(Data records)

— Begin —

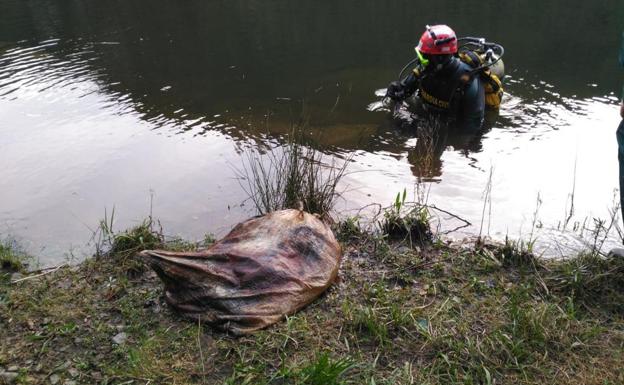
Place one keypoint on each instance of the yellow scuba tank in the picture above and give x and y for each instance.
(489, 64)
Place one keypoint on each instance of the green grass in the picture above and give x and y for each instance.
(396, 316)
(294, 175)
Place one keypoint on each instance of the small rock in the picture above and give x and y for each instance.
(8, 377)
(120, 338)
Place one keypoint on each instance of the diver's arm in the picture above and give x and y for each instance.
(405, 88)
(410, 84)
(472, 107)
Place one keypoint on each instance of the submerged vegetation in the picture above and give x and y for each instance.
(291, 176)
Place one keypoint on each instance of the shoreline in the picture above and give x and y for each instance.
(435, 314)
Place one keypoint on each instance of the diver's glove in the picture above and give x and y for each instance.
(396, 91)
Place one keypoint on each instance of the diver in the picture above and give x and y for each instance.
(449, 83)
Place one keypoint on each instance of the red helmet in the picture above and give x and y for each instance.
(438, 40)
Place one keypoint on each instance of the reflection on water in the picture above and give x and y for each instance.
(103, 104)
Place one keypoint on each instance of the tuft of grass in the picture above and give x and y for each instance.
(324, 371)
(122, 246)
(591, 280)
(349, 229)
(291, 176)
(12, 260)
(404, 222)
(517, 253)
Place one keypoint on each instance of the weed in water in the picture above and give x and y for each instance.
(291, 176)
(404, 222)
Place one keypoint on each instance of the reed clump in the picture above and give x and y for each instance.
(291, 176)
(402, 221)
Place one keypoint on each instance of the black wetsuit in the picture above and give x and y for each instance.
(452, 90)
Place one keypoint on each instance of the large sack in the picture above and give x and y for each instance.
(265, 268)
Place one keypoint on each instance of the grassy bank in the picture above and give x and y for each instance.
(433, 314)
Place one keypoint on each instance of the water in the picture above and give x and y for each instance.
(147, 106)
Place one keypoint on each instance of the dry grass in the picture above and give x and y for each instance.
(443, 315)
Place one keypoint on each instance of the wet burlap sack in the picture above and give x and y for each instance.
(265, 268)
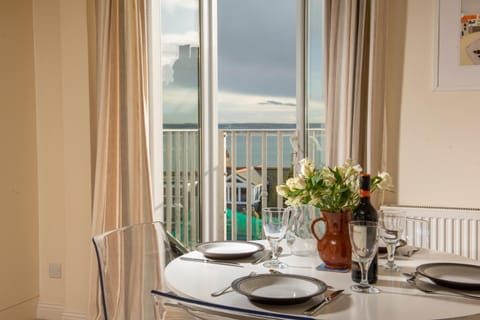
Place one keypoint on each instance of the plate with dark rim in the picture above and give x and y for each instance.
(383, 249)
(452, 275)
(279, 288)
(229, 249)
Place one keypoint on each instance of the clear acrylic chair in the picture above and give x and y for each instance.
(169, 306)
(131, 262)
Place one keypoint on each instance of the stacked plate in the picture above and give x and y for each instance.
(452, 275)
(229, 249)
(279, 288)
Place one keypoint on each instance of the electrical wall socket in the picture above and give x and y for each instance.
(55, 270)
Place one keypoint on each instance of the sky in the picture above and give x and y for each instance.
(256, 60)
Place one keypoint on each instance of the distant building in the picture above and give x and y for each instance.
(185, 68)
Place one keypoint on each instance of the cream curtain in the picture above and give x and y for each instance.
(122, 190)
(355, 68)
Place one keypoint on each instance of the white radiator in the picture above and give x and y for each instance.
(450, 230)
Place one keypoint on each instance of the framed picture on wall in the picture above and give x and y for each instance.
(457, 47)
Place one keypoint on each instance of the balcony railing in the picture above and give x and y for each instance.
(255, 161)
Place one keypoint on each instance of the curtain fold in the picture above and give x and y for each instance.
(355, 83)
(122, 190)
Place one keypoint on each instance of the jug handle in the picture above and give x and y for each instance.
(312, 228)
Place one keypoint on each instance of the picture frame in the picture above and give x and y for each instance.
(450, 74)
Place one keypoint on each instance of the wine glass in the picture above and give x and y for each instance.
(275, 222)
(392, 224)
(364, 240)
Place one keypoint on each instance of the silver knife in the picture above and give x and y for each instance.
(225, 263)
(328, 298)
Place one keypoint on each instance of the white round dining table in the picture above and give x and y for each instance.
(397, 299)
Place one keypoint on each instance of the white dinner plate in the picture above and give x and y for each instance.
(229, 249)
(279, 288)
(452, 275)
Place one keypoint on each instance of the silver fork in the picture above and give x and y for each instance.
(227, 289)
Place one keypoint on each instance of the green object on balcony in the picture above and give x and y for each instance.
(242, 226)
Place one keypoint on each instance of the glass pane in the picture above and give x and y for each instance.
(315, 83)
(180, 99)
(256, 103)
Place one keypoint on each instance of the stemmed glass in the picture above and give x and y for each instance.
(364, 240)
(392, 224)
(275, 222)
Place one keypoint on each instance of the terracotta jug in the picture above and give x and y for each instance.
(333, 242)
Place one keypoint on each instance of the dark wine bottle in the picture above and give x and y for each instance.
(365, 212)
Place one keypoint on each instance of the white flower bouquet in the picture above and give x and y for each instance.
(329, 189)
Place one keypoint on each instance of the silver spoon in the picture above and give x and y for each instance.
(228, 289)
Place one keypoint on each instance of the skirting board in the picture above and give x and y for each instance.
(47, 311)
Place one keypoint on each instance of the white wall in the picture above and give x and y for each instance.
(438, 153)
(18, 173)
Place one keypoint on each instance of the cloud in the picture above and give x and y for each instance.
(257, 47)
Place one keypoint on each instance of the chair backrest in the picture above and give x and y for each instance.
(131, 262)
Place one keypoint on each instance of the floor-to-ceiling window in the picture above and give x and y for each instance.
(180, 42)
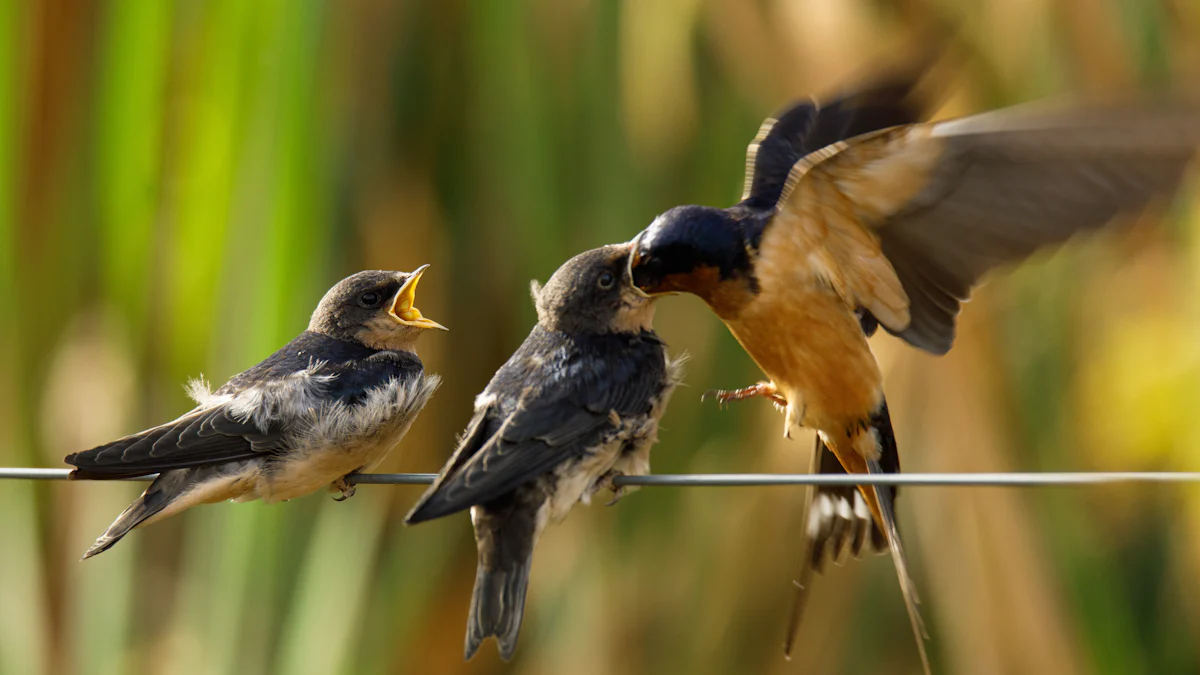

— End —

# Objective
Gather every line from the items above that contains the word "wine", and copy each one out in full.

# Response to the task
Place one keypoint on each instance of the wine glass in the picture above and give x and y for each instance.
Place one keypoint on each instance of the dark wine bottle in the picture above and give x and y for each instance.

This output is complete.